[DATA TO USE — start]

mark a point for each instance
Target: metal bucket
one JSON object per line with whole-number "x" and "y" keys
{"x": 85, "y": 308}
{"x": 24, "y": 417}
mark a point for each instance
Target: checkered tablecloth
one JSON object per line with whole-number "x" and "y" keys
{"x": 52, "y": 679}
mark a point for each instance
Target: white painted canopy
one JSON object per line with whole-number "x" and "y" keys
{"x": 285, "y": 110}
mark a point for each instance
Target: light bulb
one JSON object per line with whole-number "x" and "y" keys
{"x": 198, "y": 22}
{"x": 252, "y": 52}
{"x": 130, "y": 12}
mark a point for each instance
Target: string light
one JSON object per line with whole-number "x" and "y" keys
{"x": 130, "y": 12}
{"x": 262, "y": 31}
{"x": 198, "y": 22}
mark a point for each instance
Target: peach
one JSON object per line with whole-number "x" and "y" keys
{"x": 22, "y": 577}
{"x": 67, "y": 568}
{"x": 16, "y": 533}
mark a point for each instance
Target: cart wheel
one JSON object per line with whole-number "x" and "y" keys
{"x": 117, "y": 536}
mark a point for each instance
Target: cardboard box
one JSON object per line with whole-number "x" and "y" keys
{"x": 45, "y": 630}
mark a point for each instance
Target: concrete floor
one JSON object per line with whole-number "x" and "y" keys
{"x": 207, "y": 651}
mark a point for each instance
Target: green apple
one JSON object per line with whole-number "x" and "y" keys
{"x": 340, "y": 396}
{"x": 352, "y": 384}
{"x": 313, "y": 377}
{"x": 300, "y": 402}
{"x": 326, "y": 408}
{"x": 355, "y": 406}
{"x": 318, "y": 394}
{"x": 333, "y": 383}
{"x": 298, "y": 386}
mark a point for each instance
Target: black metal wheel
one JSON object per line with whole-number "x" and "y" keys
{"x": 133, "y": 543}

[DATA TO USE — finish]

PROBLEM TO WORK ON -
Looking at the entries above, count the lines that contain the string "Target", then give the number and nothing else.

THE ANSWER -
11